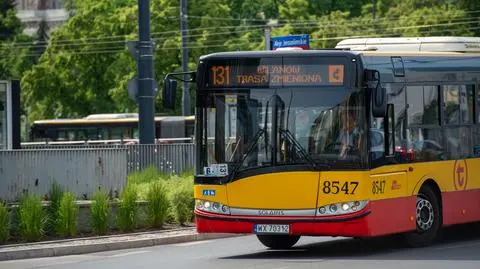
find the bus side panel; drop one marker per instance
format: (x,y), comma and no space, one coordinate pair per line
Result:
(393,209)
(461,203)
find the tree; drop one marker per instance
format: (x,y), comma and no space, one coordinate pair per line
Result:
(10,24)
(13,61)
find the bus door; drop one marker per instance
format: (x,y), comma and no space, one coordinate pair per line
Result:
(388,180)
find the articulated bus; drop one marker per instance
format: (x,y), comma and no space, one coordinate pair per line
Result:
(117,128)
(374,137)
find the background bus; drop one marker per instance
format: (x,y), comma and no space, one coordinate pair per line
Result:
(109,128)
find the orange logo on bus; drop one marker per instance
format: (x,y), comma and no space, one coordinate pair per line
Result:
(335,73)
(460,175)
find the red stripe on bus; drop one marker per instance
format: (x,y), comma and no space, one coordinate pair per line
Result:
(461,206)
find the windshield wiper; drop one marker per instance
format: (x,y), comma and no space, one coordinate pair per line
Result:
(253,144)
(289,136)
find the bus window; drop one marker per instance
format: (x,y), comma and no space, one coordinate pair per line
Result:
(115,133)
(456,108)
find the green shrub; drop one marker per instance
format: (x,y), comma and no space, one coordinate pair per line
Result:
(54,196)
(31,217)
(100,212)
(67,215)
(158,204)
(4,223)
(127,211)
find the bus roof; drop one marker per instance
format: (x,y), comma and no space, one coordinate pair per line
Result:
(277,53)
(110,118)
(412,44)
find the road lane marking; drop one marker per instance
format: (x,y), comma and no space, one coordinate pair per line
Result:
(129,253)
(192,243)
(458,246)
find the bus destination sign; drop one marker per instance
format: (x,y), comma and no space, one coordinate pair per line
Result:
(271,75)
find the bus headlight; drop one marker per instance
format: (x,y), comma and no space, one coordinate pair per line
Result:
(212,207)
(341,208)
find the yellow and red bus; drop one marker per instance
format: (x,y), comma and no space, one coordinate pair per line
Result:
(341,142)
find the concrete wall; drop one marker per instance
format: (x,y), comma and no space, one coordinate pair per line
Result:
(81,171)
(84,170)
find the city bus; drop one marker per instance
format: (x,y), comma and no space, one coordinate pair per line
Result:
#####
» **TASK INSTRUCTIONS**
Format the lines of all the records above as one numbered list, skipping any blank lines. Leave the pictures out of your answer.

» **SOLUTION FOR THIS TASK**
1. find the bus side panel; drop one marker per instance
2. format: (x,y), comma and no space, one coordinate pair per line
3. Result:
4. (393,209)
5. (461,203)
6. find the tree; drop one marker per instance
7. format: (x,y), comma and no space, one coordinate pair per line
8. Result:
9. (10,24)
10. (13,61)
11. find the bus door; drop one marker per instance
12. format: (x,y), comma and no space, one coordinate pair per line
13. Result:
14. (388,180)
15. find the articulated bus; drop one marker per instance
16. format: (x,y), comma and no space, one coordinate pair per line
17. Result:
18. (117,128)
19. (374,137)
20. find the background bus; drop one marker per instance
21. format: (x,y), comma and no space, one coordinate pair per line
22. Result:
23. (109,128)
24. find the orange logo on bus; drop one marker per instance
25. format: (x,y), comma and no space, one coordinate pair per line
26. Result:
27. (335,73)
28. (460,175)
29. find the red stripe on bus; drop one marker per instance
30. format: (x,y), comma and no space, one coordinate pair per line
31. Result:
32. (461,206)
33. find the windshield wiper; drop one marker per instance
34. format: (x,y), comma and no space, one coordinate pair per line
35. Result:
36. (253,144)
37. (289,136)
38. find the bus window; drop one marker per instance
39. format: (x,y), comma and no space, one coordinate pair per line
40. Result:
41. (115,133)
42. (456,108)
43. find the green shrub; drop one marker per instance
44. format: (x,y), comma and no space, one coordinate pair per line
45. Result:
46. (54,196)
47. (31,217)
48. (100,212)
49. (67,215)
50. (158,204)
51. (4,223)
52. (127,211)
53. find the bus roof; drop one marker per instance
54. format: (x,y), comma and no space, one coordinate pair per line
55. Result:
56. (277,53)
57. (110,118)
58. (412,44)
59. find the road lane marking; drop one marker per instance
60. format: (x,y), comma and no space, one coordinate pair per line
61. Result:
62. (129,253)
63. (192,243)
64. (458,246)
65. find the bus destination sign; drop one marker per instance
66. format: (x,y), comma and no space, one coordinate pair per line
67. Result:
68. (271,75)
69. find the bus headlight; drop one marker per instance
70. format: (x,y), comma and no space, one coordinate pair per line
71. Result:
72. (212,207)
73. (341,208)
74. find the yellow and red bus; drop one marker per instance
75. format: (x,y), comma and no space, one coordinate pair per line
76. Result:
77. (341,142)
78. find the concrete wall; drop one marker per instance
79. format: (x,y), comma and no space, one coordinate pair per line
80. Result:
81. (81,171)
82. (84,170)
83. find the city bus; drop one marker per instance
84. format: (x,y), comma and no space, one coordinate pair per line
85. Result:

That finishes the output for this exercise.